Your goal → Below are records; reproduce exactly the lines from the one containing "One pin marks each instance of the locomotive headlight" through the end, both included, and only those.
━━━━━ Working data ━━━━━
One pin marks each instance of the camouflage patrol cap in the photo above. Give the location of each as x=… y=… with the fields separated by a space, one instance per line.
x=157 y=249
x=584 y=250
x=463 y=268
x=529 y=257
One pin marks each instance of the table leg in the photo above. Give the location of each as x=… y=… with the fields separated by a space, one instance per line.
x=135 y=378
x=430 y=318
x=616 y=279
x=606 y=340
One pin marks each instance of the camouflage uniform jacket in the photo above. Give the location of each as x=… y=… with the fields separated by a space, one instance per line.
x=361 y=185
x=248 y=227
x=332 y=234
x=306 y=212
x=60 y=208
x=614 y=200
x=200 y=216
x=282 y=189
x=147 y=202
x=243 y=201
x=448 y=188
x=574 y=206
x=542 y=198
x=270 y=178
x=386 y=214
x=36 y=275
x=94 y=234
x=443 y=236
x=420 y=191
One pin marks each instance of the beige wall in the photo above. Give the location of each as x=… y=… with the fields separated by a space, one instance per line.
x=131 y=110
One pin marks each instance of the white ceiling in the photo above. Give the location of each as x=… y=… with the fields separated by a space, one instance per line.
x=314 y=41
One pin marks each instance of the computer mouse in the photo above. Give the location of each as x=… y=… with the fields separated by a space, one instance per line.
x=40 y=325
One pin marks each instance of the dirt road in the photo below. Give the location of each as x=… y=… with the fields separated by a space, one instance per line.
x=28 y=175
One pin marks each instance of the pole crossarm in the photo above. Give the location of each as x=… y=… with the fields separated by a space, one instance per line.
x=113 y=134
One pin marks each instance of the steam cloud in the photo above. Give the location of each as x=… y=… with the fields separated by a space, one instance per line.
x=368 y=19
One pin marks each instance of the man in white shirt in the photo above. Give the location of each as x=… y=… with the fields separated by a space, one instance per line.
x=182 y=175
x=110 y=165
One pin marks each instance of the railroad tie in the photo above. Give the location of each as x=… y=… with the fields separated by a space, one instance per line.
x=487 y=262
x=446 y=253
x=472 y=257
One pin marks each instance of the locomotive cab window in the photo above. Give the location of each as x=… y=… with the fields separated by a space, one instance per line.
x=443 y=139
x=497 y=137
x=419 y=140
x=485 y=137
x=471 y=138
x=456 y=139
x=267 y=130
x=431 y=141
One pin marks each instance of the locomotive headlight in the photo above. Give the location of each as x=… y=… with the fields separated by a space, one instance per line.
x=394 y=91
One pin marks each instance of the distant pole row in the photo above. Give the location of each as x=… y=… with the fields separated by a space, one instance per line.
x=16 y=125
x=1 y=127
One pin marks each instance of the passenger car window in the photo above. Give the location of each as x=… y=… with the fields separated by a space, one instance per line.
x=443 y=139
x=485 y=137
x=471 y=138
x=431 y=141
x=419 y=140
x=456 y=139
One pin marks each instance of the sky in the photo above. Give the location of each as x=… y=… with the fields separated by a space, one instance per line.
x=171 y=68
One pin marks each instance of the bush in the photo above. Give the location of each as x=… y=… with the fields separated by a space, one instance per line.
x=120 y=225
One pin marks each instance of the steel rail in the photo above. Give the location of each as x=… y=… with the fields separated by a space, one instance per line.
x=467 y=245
━━━━━
Result for this task →
One pin marks each instance of the locomotive headlight in the photo above. Give the location of each as x=… y=… with the fields separated by a space, one instance per line.
x=394 y=91
One pin marks each instance of the distant pole row in the photo above. Give the location of each as x=… y=… with the fields separated by a space, one instance per line.
x=16 y=125
x=1 y=127
One pin marks each instance of the passenger car window in the photo above. Give the location of each as x=… y=… with the fields separated by a space, one instance per line.
x=443 y=139
x=485 y=137
x=471 y=138
x=431 y=141
x=419 y=140
x=456 y=139
One pin marks each instance of the sky in the photo above. Give the location of each as x=… y=… with the fields separated by a space, one instance per line.
x=171 y=68
One pin marks each instance of the bush in the photo above. Give the location of each as x=… y=… with the fields separated by a space, one instance per line.
x=120 y=225
One pin marks each instance of the steel rail in the photo above. Give the location of each as x=… y=… with the fields separated by a space, one instance per line.
x=467 y=245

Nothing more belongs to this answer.